BEGIN SUPPLIED TEXT

VIDEO: 1495Sports Journalist Johnny Venezia did a Zoom Interview with Baltimore Orioles Outfielder/First Baseman Trey Mancini about his battle with Colon Cancer and what the future holds.
Orioles’ stud, Trey Mancini, enjoyed a breakout 2019 season. A campaign that saw him hit a cool .291 and crush 35 long balls, while scoring 106 times and driving in 91 runs. Things were certainly looking up for Mancini, looking to cash in on a long-term contract. However, the good times he relished during that season took a turn when the calendar struck 2020.
Much like the entire world’s 2020, it’s been an absolute disaster. For Mancini, though, this year was especially difficult for him amid the pandemic, because now he wasn’t battling just COVID-19, he was fighting for his life after a diagnosis of Stage 3 Colon Cancer back in March.
The breakout Oriole quickly had a new challenge in life:
“To have something like cancer suddenly just completely dominating every other thought that was going through my head was … something I never thought I’d ever experience,” Mancini said. “I’ve just had to quickly accept this as my new reality. And I have a new challenge ahead of me now: Rather than facing Gerrit Cole on Opening Day, I’m going to have to go through chemo.”
Back in March, the 28- year- old underwent a successful surgery to remove a malignant tumor on his colon, which led to eradicating the rest with chemotherapy in April. The physical and mental toll a process like this takes on a person is unimaginable unless you’ve been through it before, but Trey found a way to stay positive throughout.
Here are some questions and answers from a Zoom Session that was held with Mancini recently:
Q: What has been your mindset throughout this whole experience, …..especially knowing so many people are behind you?

END SUPPLIED TEXT
BEGIN RECORDS PROVIDED

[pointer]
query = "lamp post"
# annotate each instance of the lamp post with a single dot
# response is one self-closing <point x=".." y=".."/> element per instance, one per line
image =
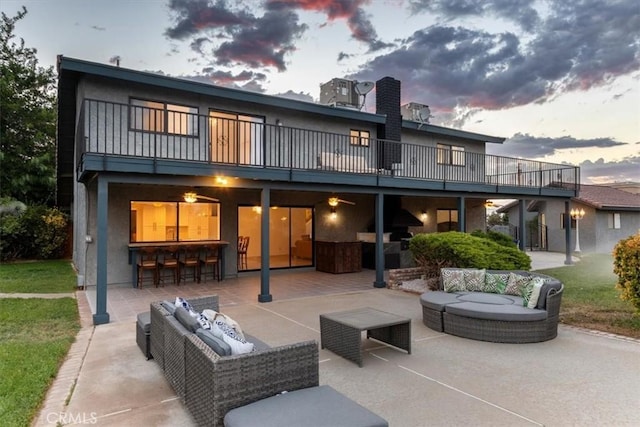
<point x="577" y="214"/>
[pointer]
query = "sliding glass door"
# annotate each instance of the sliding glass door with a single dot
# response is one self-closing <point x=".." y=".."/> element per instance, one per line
<point x="290" y="237"/>
<point x="236" y="138"/>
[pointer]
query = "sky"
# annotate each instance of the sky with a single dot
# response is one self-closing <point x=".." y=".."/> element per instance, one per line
<point x="559" y="79"/>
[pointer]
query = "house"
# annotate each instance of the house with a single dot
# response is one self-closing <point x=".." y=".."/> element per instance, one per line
<point x="610" y="215"/>
<point x="145" y="159"/>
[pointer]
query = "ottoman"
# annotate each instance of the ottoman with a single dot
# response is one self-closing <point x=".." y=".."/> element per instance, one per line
<point x="143" y="333"/>
<point x="309" y="407"/>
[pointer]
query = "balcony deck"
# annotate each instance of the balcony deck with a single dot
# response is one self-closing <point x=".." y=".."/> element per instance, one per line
<point x="126" y="139"/>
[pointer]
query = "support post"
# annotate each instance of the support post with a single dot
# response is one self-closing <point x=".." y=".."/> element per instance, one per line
<point x="567" y="233"/>
<point x="102" y="236"/>
<point x="265" y="202"/>
<point x="462" y="215"/>
<point x="379" y="282"/>
<point x="522" y="244"/>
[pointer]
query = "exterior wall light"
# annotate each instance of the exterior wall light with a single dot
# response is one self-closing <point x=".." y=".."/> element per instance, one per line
<point x="577" y="214"/>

END RECORDS PROVIDED

EXERCISES TO COMPLETE:
1. According to the Trey Mancini article, what was he diagnosed with in March?
2. Extend the Trey Mancini article from its last line.
The items have no role here.

EXERCISE RESPONSES:
1. Stage 3 colon cancer.

2.
A: It’s been hitting through every day. You have your good days and bad days. That’s what everybody I talked to said before I started chemo and had my surgery said. ….Don’t get too high on good days, or too down on bad days and make your outlook a lot worse. You have to make it through the next, and I did that. And honestly, it flew by. I thought it was going to be the longest 6 months imaginable, but luckily I have the greatest support system. Sara took care of me every day, and just made my life so much easier. I am forever grateful to her for that.”
Q: Describe that feeling you had when the Orioles sent you the team picture where all the players signed a personal message for you.
A: It was amazing especially because I wasn’t allowed around the stadium for obvious reasons, so it was really tough to be away from the guys. I’ve never gone through a season where I wasn’t playing baseball or a part of a team or having the comradery everyday with those guys. To get that picture and see what they did for me throughout the year and ended on signing that picture is something I’m so grateful for.”
Q: What’s the schedule for you to start ramping up training into game shape if you are indeed 100% cleared for 2021?
A: Not long at all. When I get there in February, I really think everybody will look at me and think nothing has happened. It’s something I’m inspired by. Ever since I finished chemo, it’s been a huge milestone for me, and all my attention turned back towards baseball. I’m pretty confident in the work I’ve been doing that I’m ready to go and have another good year next year.
The team fans raised $80,000 dollars for the Colorectal Cancer Alliance.
Assuming he returns for 2021, Mancini, owed $4.8 million dollars, provides a strong boost to one of the worst teams in the MLB for the past four seasons.